Reproduce the records from the line containing "stone fireplace in" through the end of the records, inclusive, keeping the requests and scaling every answer coordinate by 1.75, rounded to whole numbers with halves rounded up. Leave the sample coordinates in the requests unchanged and omit the pictures.

..............................

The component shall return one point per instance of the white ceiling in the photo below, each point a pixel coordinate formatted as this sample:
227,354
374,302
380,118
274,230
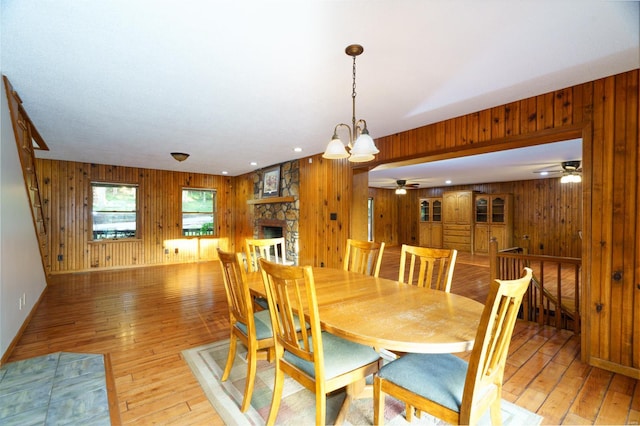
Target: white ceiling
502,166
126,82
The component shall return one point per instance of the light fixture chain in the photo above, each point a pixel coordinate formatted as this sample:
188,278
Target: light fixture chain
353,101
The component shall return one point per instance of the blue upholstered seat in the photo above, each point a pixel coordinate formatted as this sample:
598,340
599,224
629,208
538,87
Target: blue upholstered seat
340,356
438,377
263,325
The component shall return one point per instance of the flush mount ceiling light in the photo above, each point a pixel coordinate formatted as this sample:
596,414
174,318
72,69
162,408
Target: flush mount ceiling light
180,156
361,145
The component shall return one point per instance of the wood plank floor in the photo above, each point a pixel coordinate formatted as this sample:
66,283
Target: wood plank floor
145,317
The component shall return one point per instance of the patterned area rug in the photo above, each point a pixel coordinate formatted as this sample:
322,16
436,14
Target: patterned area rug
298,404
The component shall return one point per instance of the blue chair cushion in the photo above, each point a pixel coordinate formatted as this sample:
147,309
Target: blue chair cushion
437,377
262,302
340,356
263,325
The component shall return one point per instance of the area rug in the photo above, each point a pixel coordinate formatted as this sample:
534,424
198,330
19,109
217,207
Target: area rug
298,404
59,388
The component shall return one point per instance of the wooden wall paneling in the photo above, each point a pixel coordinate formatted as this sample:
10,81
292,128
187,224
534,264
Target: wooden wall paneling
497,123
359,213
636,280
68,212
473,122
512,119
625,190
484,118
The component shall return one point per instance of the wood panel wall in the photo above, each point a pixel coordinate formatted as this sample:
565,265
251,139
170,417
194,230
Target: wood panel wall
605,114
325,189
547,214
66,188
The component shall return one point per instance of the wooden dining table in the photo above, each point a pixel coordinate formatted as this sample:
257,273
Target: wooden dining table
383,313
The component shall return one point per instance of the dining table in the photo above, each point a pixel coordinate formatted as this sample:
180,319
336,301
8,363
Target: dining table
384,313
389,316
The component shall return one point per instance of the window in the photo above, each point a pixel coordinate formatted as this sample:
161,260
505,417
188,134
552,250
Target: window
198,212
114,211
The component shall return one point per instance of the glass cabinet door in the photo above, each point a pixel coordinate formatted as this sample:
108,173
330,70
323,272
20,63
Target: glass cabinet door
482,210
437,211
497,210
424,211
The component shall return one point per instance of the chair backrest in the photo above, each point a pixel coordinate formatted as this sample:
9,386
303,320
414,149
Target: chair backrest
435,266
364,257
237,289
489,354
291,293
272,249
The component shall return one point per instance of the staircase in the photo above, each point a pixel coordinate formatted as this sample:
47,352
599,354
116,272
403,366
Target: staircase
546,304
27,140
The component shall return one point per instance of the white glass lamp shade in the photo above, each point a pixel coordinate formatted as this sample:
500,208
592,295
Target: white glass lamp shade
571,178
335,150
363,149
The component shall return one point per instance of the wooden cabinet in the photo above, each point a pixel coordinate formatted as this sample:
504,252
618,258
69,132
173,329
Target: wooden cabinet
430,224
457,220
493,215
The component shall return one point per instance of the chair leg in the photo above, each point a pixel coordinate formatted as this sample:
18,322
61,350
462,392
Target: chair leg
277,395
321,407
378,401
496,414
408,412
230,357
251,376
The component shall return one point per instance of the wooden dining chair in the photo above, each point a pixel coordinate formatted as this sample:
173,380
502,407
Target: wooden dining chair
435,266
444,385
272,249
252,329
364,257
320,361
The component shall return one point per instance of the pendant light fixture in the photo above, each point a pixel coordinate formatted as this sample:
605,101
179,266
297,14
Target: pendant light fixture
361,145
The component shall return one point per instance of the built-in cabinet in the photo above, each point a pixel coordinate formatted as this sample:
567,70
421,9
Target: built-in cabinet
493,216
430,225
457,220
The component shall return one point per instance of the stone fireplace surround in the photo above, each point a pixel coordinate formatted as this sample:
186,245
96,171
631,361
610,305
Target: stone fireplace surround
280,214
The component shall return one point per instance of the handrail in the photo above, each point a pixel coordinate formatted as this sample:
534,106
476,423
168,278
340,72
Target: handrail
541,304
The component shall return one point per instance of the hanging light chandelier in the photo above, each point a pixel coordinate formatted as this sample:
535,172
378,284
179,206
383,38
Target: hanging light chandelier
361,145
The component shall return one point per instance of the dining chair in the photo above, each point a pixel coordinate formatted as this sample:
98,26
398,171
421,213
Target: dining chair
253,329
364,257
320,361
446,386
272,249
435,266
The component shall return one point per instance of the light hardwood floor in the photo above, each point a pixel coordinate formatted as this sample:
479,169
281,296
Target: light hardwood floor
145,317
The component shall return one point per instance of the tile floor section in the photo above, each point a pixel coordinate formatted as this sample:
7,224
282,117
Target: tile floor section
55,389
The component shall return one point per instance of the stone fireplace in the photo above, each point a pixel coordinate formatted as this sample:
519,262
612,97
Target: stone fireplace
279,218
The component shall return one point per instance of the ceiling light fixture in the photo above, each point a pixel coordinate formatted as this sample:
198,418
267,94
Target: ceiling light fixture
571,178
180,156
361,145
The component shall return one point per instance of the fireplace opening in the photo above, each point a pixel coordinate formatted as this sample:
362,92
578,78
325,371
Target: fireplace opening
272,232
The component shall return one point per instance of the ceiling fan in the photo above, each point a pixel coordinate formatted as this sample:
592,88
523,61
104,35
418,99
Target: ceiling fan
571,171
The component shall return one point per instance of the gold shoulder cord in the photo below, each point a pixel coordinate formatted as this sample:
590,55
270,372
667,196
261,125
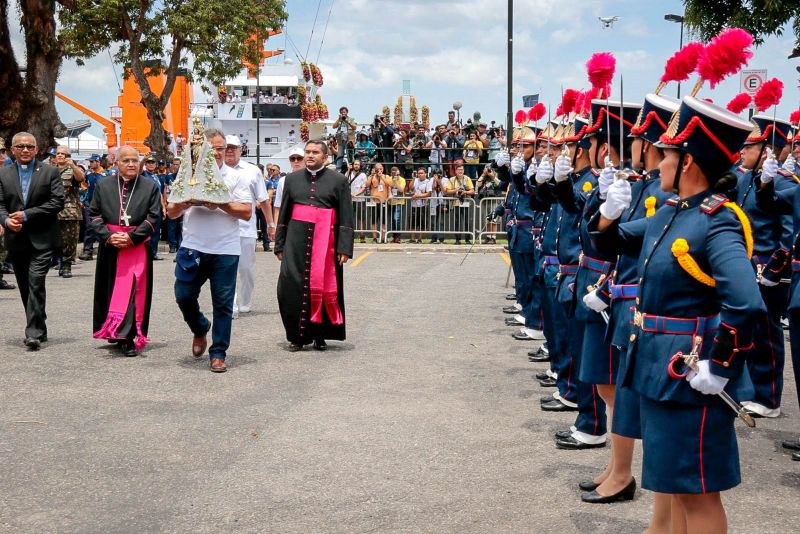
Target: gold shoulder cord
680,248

..............................

Solution to this exercise ->
The component shall return one point per instance of the stone fireplace in the photo above, each point a pixel coordinate formatted as this sample:
519,262
612,97
Target: stone fireplace
488,382
The component shall return one point per instance of the ceiling light fixture in the photo above, each point a pixel coordinate formatted as this sample:
198,418
267,94
Target: ceiling light fixture
999,312
315,273
632,254
The component shall return one point per instance of the fireplace opening in the photo above, each point a pixel coordinate formatted as this sample:
362,92
578,78
325,371
Target: fireplace opening
476,406
The component shall return one point per instance of the ceiling fan in the photo above, each point a pixel coordinate formatted as this sample:
592,88
523,61
104,35
418,99
Target: ceiling fan
999,299
The component shall return one point per instance of the gold shoulder cord in the photo below, each point a pixel coordinate formatted as this sample:
590,55
270,372
667,196
261,125
Target: gold shoulder cord
1190,434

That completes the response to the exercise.